→ Der Text:
========
Auf seiner ersten Reise als Kanzler besucht Merz wichtige Partner. In Frankreich gibt es eine überschwängliche Umarmung – in Polen eine deutliche Warnung.
Das geht ja mal gut los. Es ist viertel nach zwölf in Paris, Friedrich Merz fährt am Elysée-Palast vor. Monsieur le président, Emmanuel Macron, wartet schon. Er fängt Merz am Auto ab, umarmt ihn, haut ihm mit beiden Händen auf den Rücken, mehrfach und ausdauernd. Es ist ein überschwängliches Hallo.
Ist doch schön, wenn ein Anfang mal leicht ist.
Der neue Bundeskanzler Friedrich Merz ist zum Antritts-Kurzbesuch nach Paris gekommen. Handshake, Gespräch, Pressekonferenz. Dann geht es weiter nach Warschau, Polen. Dort das Ganze noch mal von vorn, nur diesmal mit dem polnischen Ministerpräsidenten Donald Tusk.
Hier bin ich, läuft doch alles nach Plan: Das ist das eine Signal, das Merz mit dieser Reise senden will. Ein bisschen Regierungs-Normalität nach dem chaotischen Start seiner Kanzlerschaft weniger als 24 Stunden zuvor.
Das andere Signal ist: Hier ist Deutschland. Merz will die internationalen Partner umgarnen, die sein Vorgänger Olaf Scholz eher verschreckt hat, so jedenfalls sieht Merz es. Damit Europa schneller voran kommt. Nur ist das mit dem Vorankommen gar nicht so leicht, wenn es ins Detail geht. Es wird sogar schnell heikel. Das wird auf Friedrich Merz’ erster Reise als Bundeskanzler ebenso deutlich.
Merz' Umwege zur Macht
Ob diese Reise überhaupt stattfinden würde, war am Dienstag viele Stunden lang gar nicht klar. Nachdem Merz im ersten Anlauf der Kanzlerwahl gescheitert war, mussten die Fraktionen erst einmal prüfen lassen, ob der zweite Wahlgang noch am selben Tag stattfinden darf. Oder nicht mindestens einen Tag später.
========
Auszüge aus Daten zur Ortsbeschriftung
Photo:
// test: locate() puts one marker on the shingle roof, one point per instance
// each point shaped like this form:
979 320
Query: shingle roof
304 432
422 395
========
→ Deine Aufgabe: Nimm den Bericht über Merz' erste Reise als Kanzler wieder auf und schreib ihn ab seinem letzten Satz weiter.

→ Die Antwort:
Es ging. Und als Merz um viertel nach vier dann endlich gewählt war, viele Stunden später als geplant, da blieb er erst einmal sitzen, während alle um ihn herum aufstanden und applaudierten. So als brauche er einen Moment, um zu realisieren, dass er es jetzt doch geschafft hatte. Nach diesem Tag.
Als Merz am Dienstagabend mit fünf Stunden Verspätung endlich das Kanzleramt übergeben bekam, zitierte Olaf Scholz auch noch Angela Merkel, ausgerechnet seine ewige Widersacherin. Man wisse in diesem Amt beim Aufstehen nicht, was bis zum Abend passieren werde, habe die ihm bei der Amtsübergabe gesagt. "Recht hatte sie, das hat nicht nur der heutige Tag gezeigt." Da kann Merz schon wieder lachen.
Friedrich Merz ist es gewohnt, Umwege zur Macht nehmen zu müssen, zweite Anläufe und sogar dritte. 2002 verlor er den Machtkampf gegen ebenjene Angela Merkel endgültig, sie drängte ihn vom Fraktionsvorsitz, den er zwei Jahre zuvor gerade erst erreicht hatte.
Merz war ein Geschlagener, musste sich einreihen, und wollte das irgendwann nicht mehr. 2009 stieg er aus, ging in die Wirtschaft. Es dauerte fast zehn Jahre, bis er das Comeback versuchte. Und erstmal wieder scheiterte. In der Konkurrenz um die Nachfolge seiner Widersacherin Merkel verlor er zunächst gegen Annegret Kramp-Karrenbauer und dann gegen Armin Laschet. Erst als der bei der Bundestagswahl 2021 scheiterte, war der Weg für Merz frei.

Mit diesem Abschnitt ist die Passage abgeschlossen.